## OBJECTIVE:
Rewrite the lines below, replacing "Indicate" with "Mark" everywhere it occurs and leaving everything else unchanged.

## GIVEN ENTRIES:
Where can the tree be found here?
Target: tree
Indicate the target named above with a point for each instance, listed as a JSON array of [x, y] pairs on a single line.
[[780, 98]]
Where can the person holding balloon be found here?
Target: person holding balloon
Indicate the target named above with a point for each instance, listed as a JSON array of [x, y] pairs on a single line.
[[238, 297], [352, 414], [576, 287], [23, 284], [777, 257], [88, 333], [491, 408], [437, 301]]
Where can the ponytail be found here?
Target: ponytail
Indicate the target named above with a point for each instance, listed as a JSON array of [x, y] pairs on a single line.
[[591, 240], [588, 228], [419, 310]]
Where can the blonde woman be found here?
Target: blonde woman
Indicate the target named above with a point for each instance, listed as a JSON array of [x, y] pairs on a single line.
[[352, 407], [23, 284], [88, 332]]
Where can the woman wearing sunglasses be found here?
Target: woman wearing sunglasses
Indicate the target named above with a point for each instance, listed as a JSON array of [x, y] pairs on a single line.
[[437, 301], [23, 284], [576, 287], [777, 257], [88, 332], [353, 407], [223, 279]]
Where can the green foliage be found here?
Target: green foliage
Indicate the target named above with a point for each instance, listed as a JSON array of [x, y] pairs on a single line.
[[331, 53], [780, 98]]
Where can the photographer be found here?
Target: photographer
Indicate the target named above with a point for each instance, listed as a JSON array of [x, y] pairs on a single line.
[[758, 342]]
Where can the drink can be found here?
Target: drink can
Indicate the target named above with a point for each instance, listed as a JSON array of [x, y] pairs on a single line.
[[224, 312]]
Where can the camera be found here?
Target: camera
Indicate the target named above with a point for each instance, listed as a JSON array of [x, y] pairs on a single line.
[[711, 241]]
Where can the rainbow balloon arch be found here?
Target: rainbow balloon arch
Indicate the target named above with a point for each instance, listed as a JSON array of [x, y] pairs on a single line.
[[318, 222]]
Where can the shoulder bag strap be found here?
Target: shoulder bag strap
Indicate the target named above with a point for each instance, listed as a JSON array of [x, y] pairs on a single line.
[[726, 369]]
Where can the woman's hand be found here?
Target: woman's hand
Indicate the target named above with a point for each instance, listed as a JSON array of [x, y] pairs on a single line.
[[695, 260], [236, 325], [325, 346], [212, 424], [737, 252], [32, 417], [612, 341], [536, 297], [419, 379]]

## EXPECTED ANSWER:
Where can the tree be found here?
Target: tree
Mark the target named above with a point for each instance, listed as a JSON array of [x, y] pairs on a single line.
[[780, 98]]
Where can the person holding balloon be found here?
Target: person holding balloon
Mark the target named above with a point for each instance, listed as a JSON array of [x, y] pairs on a single line.
[[238, 297], [352, 414], [576, 287], [23, 284], [777, 257], [88, 333], [491, 408], [437, 301]]
Where can the ponytail be found here?
Target: ponytail
Mark the target named above with a point for each instance, listed as a JSON array of [x, y] pairs on a single line.
[[591, 240], [588, 228], [419, 310]]
Where can the blonde woman be found here?
Target: blonde woman
Mark the target named above with a point for each instance, listed as a JSON array of [x, y] pairs on a single line.
[[352, 407], [23, 284], [88, 332]]
Where can the woman wearing sunglasses be found here?
Target: woman wearing sunglasses
Mark the target named above with a point for each instance, listed as a JSON array of [x, y] pairs on a single line.
[[437, 301], [23, 284], [576, 287], [777, 257], [88, 332], [353, 407], [223, 279]]
Where can the green foliage be found here?
Target: green foliage
Mark the target named above with a point for each instance, listed as a JSON array of [x, y] pairs on a single line.
[[331, 53], [780, 98]]
Where can the photographer be found here?
Target: photographer
Mark the target named above with a point for each instance, listed as a JSON array of [x, y] pairs on a single line.
[[758, 342]]
Where can the drink can be found here?
Target: drink can
Mark the target named above with a point for each instance, listed as a JSON array of [x, y] pairs on a single line.
[[224, 312]]
Where can the camera be found here?
Target: camera
Mark the target named above with a point for each instance, listed as a JSON array of [x, y] pairs on a single line.
[[711, 241]]
Where can the rainbow balloon arch be found here?
Target: rainbow balloon arch
Mark the target named above with a point for each instance, listed as a JSON array of [x, y] pairs on a single line.
[[318, 222]]
Where can the shoulder bag strap be found here?
Target: shoulder bag strap
Mark the target named above with a point for each instance, listed as a JSON array of [x, y] pairs on a single line.
[[726, 369]]
Where can the woman's hand be found here?
Target: woman's hand
Mark the target named above with a point for each instance, listed as a JSON array of [x, y] pairs on a single line.
[[695, 260], [236, 325], [325, 346], [212, 424], [737, 252], [32, 417], [612, 341], [536, 297], [419, 379]]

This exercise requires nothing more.